What is expected: Every line of the listing must be reproduced as it stands. Leave the images behind.

--- begin ---

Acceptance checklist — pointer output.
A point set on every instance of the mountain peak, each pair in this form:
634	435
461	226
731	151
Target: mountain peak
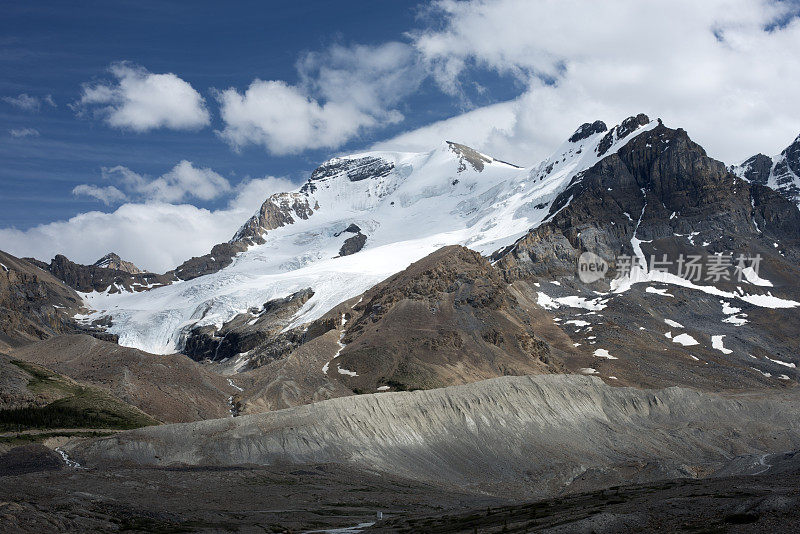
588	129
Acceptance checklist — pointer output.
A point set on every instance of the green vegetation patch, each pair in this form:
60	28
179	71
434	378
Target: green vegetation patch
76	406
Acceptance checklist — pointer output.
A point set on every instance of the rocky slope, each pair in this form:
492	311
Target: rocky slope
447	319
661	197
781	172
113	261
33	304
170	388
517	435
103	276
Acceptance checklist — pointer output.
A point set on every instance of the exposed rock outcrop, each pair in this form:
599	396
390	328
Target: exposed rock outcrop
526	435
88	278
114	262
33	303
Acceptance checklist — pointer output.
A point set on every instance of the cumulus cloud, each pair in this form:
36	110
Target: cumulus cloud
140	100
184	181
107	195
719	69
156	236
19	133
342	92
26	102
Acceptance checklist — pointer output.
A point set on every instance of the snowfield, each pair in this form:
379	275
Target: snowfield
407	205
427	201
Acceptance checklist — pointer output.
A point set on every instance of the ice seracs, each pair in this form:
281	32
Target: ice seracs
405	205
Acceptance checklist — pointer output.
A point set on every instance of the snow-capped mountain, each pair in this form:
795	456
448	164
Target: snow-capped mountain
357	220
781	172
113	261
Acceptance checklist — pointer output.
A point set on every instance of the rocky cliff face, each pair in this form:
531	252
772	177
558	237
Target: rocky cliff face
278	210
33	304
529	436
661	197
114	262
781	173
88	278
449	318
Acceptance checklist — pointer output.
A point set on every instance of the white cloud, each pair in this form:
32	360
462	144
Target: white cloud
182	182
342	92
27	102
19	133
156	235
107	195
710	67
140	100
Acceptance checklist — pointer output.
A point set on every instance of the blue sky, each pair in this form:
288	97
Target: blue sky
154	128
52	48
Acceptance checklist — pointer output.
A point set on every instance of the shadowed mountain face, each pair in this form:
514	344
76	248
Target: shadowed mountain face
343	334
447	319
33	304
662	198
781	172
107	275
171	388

--- end ---

Task answer:
Acceptance checklist — pointer output.
A point set on every instance of the mountain peak, each pair in this form:
634	435
461	226
731	151
Target: mountain peak
588	129
Acceptance checklist — pointer output.
A point set on every instance of the green vegetation patch, each pair in this form:
60	28
179	71
434	378
Target: green vegetation patch
76	406
Acceptance checklist — pointer output.
A point set on every instance of the rocky slope, each pair in this form:
492	311
Target: rocky slope
447	319
661	197
781	172
113	261
33	304
170	388
517	435
103	276
Acceptance checklist — pointer output.
A point set on every instance of the exposed rock outcrop, each pair in this form:
599	396
390	328
Target: exposed rock outcrop
526	435
88	278
114	262
33	303
Acceptance checklist — pointer output.
A point set on every instance of the cumulus cloud, each pair in this form:
36	110
Target: cumulus cloud
140	100
184	181
107	195
719	69
156	236
19	133
342	92
26	102
Acceptance checklist — pointer output.
A point set on every instance of the snowfield, each pair in this form:
379	275
Target: snowfield
407	205
427	201
Acceptance checklist — pointer output.
A point set on every instance of the ice seracs, each pair in this form:
281	32
Target: ice seracs
405	205
Acceptance checklist — pointer output.
A point set on every instance of the snow-capped mountain, each pair in this form:
795	456
448	164
Target: snow-capped mountain
357	220
781	172
113	261
Acceptance checklist — pointer output.
A point set on every instance of the rocky cliff face, each pair in this form:
531	252
772	177
558	237
Target: rocky cliff face
278	210
33	304
529	436
661	197
114	262
781	173
88	278
449	318
Acceptance checklist — pointer output.
A point set on every instance of the white cloud, each pair in this form:
32	360
462	144
Target: white cloud
182	182
342	92
27	102
19	133
156	235
107	195
710	67
140	100
Acceptance checklist — pointer output.
A point set on every instance of the blue sky, each pair in this form:
288	97
Target: blue sky
154	128
52	48
Acceptance checklist — pointer output.
A point set on every instance of the shadowed mountain face, each pair in this form:
514	344
76	248
Target: shadowed mountain face
343	334
447	319
33	304
662	198
781	172
107	275
171	388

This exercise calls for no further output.